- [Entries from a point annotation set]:
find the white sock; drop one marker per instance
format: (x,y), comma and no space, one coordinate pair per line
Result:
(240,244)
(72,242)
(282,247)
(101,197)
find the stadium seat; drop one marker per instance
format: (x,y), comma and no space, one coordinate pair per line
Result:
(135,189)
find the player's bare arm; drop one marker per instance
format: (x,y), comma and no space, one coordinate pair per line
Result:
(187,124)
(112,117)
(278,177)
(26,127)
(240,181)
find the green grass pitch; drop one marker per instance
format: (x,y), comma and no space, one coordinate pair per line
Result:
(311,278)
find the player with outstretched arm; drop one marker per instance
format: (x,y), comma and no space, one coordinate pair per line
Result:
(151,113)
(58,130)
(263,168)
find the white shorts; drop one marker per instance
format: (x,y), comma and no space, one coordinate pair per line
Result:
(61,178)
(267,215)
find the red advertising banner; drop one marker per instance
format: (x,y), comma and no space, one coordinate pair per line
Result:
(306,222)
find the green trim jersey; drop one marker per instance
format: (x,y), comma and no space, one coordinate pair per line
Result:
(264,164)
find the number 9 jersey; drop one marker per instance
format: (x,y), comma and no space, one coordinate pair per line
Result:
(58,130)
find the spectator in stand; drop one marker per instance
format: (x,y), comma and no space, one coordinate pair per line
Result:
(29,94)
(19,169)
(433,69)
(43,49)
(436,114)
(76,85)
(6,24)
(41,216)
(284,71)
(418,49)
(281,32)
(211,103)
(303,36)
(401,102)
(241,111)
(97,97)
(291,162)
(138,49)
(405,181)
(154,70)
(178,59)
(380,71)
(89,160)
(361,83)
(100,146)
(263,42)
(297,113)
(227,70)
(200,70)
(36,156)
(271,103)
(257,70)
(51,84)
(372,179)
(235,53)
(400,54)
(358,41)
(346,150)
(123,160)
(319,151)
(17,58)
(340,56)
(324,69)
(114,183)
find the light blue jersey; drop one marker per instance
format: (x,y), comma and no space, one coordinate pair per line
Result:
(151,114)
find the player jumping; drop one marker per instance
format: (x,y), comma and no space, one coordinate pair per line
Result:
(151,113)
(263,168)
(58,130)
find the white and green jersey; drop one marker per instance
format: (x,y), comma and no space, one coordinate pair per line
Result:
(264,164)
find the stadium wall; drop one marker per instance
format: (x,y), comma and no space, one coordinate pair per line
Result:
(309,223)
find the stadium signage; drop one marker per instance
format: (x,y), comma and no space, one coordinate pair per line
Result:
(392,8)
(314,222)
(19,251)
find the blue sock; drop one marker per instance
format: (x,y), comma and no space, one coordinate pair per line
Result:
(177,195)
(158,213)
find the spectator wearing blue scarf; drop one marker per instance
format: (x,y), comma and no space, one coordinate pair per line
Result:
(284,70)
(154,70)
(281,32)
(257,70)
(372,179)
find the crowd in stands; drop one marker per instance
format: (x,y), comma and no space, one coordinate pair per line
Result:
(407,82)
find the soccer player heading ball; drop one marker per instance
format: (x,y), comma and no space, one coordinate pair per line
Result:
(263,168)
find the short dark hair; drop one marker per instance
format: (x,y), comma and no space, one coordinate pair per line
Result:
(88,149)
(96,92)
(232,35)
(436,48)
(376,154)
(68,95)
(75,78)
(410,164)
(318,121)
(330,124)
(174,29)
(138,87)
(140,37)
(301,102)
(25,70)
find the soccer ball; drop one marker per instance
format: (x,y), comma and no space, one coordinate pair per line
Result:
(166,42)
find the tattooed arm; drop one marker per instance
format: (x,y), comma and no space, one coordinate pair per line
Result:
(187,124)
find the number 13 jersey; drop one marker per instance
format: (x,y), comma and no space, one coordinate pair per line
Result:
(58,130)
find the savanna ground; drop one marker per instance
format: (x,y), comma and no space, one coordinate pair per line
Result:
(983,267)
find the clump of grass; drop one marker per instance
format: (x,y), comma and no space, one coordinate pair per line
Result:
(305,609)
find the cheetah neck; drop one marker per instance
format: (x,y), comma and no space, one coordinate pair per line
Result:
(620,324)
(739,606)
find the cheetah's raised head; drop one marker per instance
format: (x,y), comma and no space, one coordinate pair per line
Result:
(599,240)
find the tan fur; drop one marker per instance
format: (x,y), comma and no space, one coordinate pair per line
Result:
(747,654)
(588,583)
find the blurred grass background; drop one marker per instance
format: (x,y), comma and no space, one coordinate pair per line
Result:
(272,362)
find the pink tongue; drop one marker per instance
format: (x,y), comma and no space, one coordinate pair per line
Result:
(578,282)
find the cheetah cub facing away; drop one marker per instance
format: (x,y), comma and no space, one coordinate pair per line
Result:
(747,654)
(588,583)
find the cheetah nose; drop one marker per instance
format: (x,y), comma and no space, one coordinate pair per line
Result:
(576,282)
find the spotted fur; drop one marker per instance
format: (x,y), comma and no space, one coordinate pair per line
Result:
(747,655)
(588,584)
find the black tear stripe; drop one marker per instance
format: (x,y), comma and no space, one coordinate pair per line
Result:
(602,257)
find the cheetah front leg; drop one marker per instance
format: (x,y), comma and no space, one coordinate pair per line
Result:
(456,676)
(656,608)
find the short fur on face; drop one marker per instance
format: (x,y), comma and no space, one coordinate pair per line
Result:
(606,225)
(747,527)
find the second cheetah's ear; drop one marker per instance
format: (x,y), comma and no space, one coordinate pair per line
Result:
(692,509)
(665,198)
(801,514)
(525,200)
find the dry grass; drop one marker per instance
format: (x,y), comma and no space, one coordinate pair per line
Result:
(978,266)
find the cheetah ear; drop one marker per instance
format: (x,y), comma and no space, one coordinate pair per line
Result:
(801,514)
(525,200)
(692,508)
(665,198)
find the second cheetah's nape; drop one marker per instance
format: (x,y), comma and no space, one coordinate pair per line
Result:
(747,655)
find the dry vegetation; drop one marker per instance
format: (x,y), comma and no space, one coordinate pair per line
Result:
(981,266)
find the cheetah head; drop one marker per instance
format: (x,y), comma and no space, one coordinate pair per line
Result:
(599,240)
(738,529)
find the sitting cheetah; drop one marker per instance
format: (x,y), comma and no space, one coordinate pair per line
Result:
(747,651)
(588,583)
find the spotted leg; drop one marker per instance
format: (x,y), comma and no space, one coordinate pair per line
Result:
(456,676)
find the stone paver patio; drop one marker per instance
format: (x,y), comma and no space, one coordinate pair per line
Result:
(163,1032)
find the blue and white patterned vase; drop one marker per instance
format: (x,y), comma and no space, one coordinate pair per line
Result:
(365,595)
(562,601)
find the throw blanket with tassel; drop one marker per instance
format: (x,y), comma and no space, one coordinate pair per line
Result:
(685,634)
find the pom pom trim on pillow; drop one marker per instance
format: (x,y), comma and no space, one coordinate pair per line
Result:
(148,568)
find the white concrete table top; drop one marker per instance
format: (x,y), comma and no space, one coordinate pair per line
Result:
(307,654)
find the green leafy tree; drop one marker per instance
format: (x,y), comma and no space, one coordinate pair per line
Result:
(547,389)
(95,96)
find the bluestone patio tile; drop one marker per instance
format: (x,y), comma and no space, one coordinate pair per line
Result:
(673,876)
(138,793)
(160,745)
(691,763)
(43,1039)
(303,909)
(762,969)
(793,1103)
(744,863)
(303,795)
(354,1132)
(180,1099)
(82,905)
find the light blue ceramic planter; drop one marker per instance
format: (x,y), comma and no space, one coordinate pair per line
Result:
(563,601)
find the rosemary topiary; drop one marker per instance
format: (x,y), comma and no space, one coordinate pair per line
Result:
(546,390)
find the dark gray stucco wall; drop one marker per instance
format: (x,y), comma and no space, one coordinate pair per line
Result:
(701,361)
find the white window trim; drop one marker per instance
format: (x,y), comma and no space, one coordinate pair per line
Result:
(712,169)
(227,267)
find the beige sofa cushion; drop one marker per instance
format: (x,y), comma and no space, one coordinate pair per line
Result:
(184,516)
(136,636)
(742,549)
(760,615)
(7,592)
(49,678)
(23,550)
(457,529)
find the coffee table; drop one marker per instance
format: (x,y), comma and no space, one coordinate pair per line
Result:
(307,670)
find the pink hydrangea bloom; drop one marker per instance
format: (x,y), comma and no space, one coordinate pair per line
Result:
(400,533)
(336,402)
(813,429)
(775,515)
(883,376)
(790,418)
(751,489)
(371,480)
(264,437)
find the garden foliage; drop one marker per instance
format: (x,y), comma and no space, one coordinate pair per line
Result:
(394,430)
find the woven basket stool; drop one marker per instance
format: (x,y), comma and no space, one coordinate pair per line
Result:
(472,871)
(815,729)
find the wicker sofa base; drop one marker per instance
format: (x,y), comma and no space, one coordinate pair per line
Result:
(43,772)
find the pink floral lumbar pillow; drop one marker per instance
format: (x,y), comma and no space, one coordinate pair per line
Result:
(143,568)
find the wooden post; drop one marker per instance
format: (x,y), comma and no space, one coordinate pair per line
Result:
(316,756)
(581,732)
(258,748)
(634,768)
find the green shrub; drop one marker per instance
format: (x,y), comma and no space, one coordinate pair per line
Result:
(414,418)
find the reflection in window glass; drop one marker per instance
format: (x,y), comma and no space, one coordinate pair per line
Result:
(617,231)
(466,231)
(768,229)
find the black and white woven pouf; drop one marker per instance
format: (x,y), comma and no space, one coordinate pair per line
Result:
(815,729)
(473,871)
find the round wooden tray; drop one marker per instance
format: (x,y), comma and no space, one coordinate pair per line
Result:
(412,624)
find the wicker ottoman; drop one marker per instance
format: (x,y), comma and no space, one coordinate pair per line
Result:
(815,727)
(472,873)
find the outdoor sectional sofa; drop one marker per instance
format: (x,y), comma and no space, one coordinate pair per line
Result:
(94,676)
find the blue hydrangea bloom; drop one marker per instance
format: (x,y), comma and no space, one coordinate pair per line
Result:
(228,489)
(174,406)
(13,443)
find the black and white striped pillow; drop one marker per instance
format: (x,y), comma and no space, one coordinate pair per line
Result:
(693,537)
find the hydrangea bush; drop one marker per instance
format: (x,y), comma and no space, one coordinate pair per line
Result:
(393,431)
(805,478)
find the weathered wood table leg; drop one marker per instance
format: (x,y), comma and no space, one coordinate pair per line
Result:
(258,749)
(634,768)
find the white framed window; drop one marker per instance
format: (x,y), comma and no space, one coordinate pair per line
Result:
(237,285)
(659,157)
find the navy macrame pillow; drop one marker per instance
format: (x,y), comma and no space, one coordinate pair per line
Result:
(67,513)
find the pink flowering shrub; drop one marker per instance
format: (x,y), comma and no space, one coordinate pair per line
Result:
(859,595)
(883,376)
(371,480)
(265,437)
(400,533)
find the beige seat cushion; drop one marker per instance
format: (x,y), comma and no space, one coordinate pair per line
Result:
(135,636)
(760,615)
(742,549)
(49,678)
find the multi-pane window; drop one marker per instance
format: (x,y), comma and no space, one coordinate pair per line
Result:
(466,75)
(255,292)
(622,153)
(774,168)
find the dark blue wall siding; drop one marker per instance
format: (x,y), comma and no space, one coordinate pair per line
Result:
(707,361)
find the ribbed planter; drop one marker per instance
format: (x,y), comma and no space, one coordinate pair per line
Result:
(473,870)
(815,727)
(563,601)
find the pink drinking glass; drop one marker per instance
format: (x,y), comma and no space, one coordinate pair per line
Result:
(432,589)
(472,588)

- [Exercise objective]:
Copy out, line for line, the part of the records that opens with the line containing "find the navy" and runs through the last line of the records.

- [The response]:
find the navy macrame pillow; drop one marker per instance
format: (x,y), comma and no space, one coordinate pair per line
Result:
(67,513)
find the pink flowering shrub; drop one marker per instance
format: (x,y), comma and no space, one coordinate pair per line
Result:
(859,595)
(883,376)
(371,480)
(265,437)
(400,533)
find the beige seat cushion; drop one marker per instance
format: (x,y), comma and no space, one coordinate pair per line
Result:
(135,636)
(760,615)
(742,549)
(49,678)
find the multi-pane window; drop one marker per instance
format: (x,y), comma and no space, one coordinate pair per line
Result:
(466,75)
(255,292)
(622,153)
(774,168)
find the dark blue wall siding; drop one marker per instance
format: (x,y), comma and no space, one coordinate pair per line
Result:
(707,361)
find the ribbed planter; drop one marker per instance
format: (x,y), comma and no space, one coordinate pair per line
Result:
(473,870)
(815,727)
(563,601)
find the pink drinking glass; drop one marker per instance
format: (x,y), comma and no space, one coordinate pair per line
Result:
(432,589)
(472,588)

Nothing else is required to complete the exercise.